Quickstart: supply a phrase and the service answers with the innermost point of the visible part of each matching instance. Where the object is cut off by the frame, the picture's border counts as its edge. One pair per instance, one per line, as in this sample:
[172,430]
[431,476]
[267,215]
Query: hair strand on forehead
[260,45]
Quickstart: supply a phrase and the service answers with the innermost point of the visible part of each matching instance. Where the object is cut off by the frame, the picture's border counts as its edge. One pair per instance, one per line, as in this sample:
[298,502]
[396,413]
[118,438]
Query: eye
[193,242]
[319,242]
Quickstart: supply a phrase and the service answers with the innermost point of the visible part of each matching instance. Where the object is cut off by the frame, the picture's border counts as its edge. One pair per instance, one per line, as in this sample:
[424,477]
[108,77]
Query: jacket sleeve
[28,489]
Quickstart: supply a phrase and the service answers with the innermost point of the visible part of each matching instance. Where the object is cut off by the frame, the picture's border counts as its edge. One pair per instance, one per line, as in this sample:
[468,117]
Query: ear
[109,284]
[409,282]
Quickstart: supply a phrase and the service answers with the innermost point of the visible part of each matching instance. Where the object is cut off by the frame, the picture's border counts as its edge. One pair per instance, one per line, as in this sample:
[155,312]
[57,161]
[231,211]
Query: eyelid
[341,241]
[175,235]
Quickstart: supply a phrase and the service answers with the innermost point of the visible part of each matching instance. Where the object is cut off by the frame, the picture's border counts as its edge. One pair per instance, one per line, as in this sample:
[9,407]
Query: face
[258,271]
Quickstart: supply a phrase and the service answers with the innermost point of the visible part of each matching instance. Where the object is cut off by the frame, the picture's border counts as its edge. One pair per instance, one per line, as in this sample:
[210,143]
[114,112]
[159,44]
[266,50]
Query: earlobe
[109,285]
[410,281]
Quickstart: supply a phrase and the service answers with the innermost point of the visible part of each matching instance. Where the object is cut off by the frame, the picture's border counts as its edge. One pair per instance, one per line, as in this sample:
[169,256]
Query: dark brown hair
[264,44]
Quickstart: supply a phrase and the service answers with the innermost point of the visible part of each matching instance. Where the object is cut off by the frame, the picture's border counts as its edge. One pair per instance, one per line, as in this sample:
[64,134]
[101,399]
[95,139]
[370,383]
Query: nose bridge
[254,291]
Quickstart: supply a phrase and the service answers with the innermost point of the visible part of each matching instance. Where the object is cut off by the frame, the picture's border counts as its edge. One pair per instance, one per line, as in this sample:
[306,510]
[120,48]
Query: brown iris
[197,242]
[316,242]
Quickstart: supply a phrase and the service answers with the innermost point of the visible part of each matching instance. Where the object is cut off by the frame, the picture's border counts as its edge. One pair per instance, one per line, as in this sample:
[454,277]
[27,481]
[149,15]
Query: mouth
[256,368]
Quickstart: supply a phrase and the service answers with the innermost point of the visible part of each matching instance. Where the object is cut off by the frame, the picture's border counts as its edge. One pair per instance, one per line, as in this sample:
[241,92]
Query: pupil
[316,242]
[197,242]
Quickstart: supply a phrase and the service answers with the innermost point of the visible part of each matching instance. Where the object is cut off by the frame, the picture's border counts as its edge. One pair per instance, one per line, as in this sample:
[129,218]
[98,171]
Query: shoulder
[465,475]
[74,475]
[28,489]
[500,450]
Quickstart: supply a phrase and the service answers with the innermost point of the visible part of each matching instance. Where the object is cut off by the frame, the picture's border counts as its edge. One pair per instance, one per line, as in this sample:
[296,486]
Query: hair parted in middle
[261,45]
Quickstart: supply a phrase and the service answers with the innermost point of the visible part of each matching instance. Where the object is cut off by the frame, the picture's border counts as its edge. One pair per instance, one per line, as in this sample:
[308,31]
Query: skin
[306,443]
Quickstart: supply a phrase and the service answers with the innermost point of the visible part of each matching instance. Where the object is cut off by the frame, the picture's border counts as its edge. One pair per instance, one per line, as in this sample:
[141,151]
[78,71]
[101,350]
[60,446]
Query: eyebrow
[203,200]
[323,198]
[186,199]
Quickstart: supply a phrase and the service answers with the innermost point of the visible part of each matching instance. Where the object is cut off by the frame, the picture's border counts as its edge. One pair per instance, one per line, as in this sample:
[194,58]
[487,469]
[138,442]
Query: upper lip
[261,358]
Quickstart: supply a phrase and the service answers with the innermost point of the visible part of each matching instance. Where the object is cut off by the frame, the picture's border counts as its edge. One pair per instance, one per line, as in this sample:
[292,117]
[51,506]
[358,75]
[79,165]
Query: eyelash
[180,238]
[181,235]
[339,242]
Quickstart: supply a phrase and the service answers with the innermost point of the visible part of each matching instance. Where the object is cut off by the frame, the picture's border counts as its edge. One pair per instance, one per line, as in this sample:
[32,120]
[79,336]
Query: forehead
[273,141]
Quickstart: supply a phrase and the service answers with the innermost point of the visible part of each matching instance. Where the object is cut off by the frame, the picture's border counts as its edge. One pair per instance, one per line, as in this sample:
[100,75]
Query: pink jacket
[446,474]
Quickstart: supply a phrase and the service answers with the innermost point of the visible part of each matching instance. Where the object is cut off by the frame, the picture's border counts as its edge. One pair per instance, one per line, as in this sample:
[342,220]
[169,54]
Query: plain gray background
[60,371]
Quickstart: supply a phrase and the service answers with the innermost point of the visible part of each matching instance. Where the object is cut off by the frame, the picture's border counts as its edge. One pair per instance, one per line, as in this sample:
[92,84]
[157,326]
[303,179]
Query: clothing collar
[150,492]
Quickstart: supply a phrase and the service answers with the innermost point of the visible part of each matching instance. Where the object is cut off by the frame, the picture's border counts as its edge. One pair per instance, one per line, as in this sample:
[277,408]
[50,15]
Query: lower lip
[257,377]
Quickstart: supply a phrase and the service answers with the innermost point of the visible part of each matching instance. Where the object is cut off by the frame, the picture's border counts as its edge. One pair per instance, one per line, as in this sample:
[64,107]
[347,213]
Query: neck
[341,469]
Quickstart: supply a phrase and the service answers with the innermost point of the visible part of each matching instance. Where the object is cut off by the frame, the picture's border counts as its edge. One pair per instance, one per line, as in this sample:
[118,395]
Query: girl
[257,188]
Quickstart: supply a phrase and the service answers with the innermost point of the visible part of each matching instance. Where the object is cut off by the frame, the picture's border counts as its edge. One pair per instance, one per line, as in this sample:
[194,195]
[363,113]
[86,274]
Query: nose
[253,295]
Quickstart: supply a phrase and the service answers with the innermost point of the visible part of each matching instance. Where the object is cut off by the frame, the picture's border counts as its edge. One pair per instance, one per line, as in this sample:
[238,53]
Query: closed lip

● Written request: Quote every entry exactly.

● Completed exercise:
Quickstart: supply a phrase and the service answers with the innermost point of the visible part of each matching instance. Where the object is cut off by the frame, the picture's border counts as its edge. One pair per instance, one per line, as in this sample:
[172,430]
[431,476]
[267,215]
Query: hair strand on forehead
[260,45]
Quickstart: supply a phrase and the service answers with the innermost point of the visible part of each matching instance. Where the object is cut off by the frame, the picture's border counts as its edge. One pair per instance, one per line, as in this sample:
[298,502]
[396,413]
[118,438]
Query: eye
[193,242]
[319,242]
Quickstart: supply a phrase and the service answers with the innermost point of the visible part of each matching instance. Where the object is cut off by the frame, the picture's border counts as its edge. One pair per instance, one per line, as in this sample:
[424,477]
[108,77]
Query: jacket sleeve
[28,489]
Quickstart: supply a phrase and the service answers with the innermost point of the visible part of each matching instance. Where the object is cut off by the frame, the picture's border counts as its edge. One pair per instance, one per line, as in this sample:
[468,117]
Query: ear
[109,284]
[409,282]
Quickstart: supply a phrase and the service answers with the innermost point of the visible part of each matching instance. Where the object is cut off by the frame, the picture's border counts as its edge. One pair per instance, one per line, as in this sample:
[155,312]
[57,161]
[231,211]
Query: eyelid
[341,241]
[175,235]
Quickstart: supply a phrase and the service answers with the innermost point of the visible part of each matching instance. Where the object is cut off by the frame, the picture's border counts as its edge. One pair per instance, one per line, as in this sample:
[9,407]
Query: face
[258,271]
Quickstart: supply a phrase and the service answers with the innermost point of the visible part of each matching instance. Where the object is cut off by the frame, the picture's border counts as its edge. One pair per instance, one per line, as in this sample:
[210,143]
[114,112]
[159,44]
[266,50]
Query: earlobe
[109,285]
[410,281]
Quickstart: supply a phrase and the service answers with the innermost point of the visible part of each matching instance. Where the object is cut off by the frame, the picture's border counts as its edge. One pair per instance, one per line, as in this sample:
[169,256]
Query: dark brown hair
[264,44]
Quickstart: supply a phrase and the service answers with the innermost point of the visible part of each matching instance. Where the object is cut off by the frame, the picture's border counts as its edge. One pair per instance, one per line, as in this sample:
[64,134]
[101,399]
[95,139]
[370,383]
Query: nose bridge
[254,291]
Quickstart: supply a phrase and the service answers with the innermost point of the visible part of each matching instance. Where the object is cut off by the frame, the picture's border counts as its edge. One pair per instance, one per line, as in this sample:
[306,510]
[120,48]
Query: brown iris
[197,242]
[316,242]
Quickstart: supply a phrase and the service answers with the innermost point of the visible part of each matching instance. Where the object is cut off by the frame, the picture's border counts as its edge. One pair per instance, one per line, as in this sample:
[454,277]
[27,481]
[149,15]
Query: mouth
[256,368]
Quickstart: supply a phrase and the service answers with the innermost point of the visible part of each matching instance. Where the object is cut off by the frame, the picture's border counts as its edge. One pair per instance, one per line, as in this sample:
[241,92]
Query: pupil
[316,242]
[197,242]
Quickstart: supply a phrase and the service answers with the innermost point of the visible part of each matching instance. Where the object is cut off by the frame, the picture's border counts as its edge. One pair per instance, one per line, as in this sample:
[129,218]
[98,171]
Query: shoulder
[465,475]
[74,475]
[28,489]
[500,450]
Quickstart: supply a phrase and the service answers with the innermost point of the visible part of each matching instance. Where the object is cut off by the frame, the picture's border counts as its edge. One pair per instance, one per line, as in this sample:
[296,486]
Query: hair parted in middle
[261,45]
Quickstart: supply a phrase and the service answers with the innermost point of the visible part of each matching instance. Where the object is cut off by the frame, the picture's border counts as its edge. One pair per instance, one per line, as in this sample:
[308,31]
Query: skin
[306,443]
Quickstart: supply a phrase and the service answers with the innermost point of the visible part of each matching instance. Where the object is cut off by the frame, the picture's border counts as its edge. One pair per instance, one per line, as in this sample:
[141,151]
[78,71]
[101,350]
[60,446]
Query: eyebrow
[203,200]
[323,198]
[186,199]
Quickstart: supply a phrase and the service answers with the innermost point of the visible part of each matching instance. Where the object is cut off by the frame, the picture's border counts as its edge. One pair per instance, one per line, as in this sample:
[194,58]
[487,469]
[138,442]
Query: upper lip
[261,358]
Quickstart: supply a phrase and the service answers with the innermost point of the visible part of each matching instance. Where the object is cut off by the frame, the picture's border counts as its edge. One pair per instance, one per line, as in this sample:
[292,117]
[51,506]
[358,75]
[79,165]
Query: eyelash
[180,238]
[181,235]
[339,242]
Quickstart: supply a phrase and the service answers with the innermost point of the visible part of each matching instance. Where the object is cut off by the frame, the picture's border counts as its edge. One pair per instance, one per line, as in this sample:
[32,120]
[79,336]
Query: forehead
[273,141]
Quickstart: supply a phrase and the service answers with the innermost point of the visible part of each matching instance. Where the object is cut off by the frame, the picture's border counts as its edge. One pair per instance, one per line, as in this sample:
[100,75]
Query: pink jacket
[446,474]
Quickstart: supply a phrase and the service answers with the innermost point of the visible part of each matching instance. Where the object is cut off by the frame, the picture's border counts as its edge. One pair per instance, one per line, as in this sample:
[342,220]
[169,54]
Query: plain gray background
[60,371]
Quickstart: supply a phrase and the service answers with the innermost point of the visible part of each matching instance. Where the object is cut off by the frame, the picture's border counts as its edge. One pair per instance, one per line, as in this sample:
[92,84]
[157,326]
[303,179]
Query: clothing collar
[150,492]
Quickstart: supply a phrase and the service answers with the innermost point of the visible part of each matching instance. Where the object is cut off by the frame, the picture's border counts as its edge. One pair per instance, one per line, as in this sample:
[277,408]
[50,15]
Query: lower lip
[257,377]
Quickstart: supply a phrase and the service answers with the innermost point of the visible part of each matching instance. Where the object is cut off by the frame, the picture's border counts as its edge. One pair per instance, one per line, as in this sample:
[64,107]
[347,213]
Query: neck
[341,469]
Quickstart: supply a phrase and the service answers with the innermost point of the visible part of each matching instance. Where the object is cut off by the frame, the picture's border counts as its edge. One pair per instance, one per line, as in this sample:
[118,395]
Query: girl
[257,188]
Quickstart: supply a phrase and the service answers with the innermost point of the visible part of each matching instance. Where the object is cut off by the frame, the picture's border counts as its edge. One pair per instance, one per line, as in this sample:
[194,195]
[363,113]
[86,274]
Query: nose
[253,295]
Quickstart: supply a phrase and the service answers with the innermost point of the visible part of each matching instance. Where the object is cut off by the frame, the picture's border counts as its edge. One pair per instance, one per line, as in this sample:
[238,53]
Query: closed lip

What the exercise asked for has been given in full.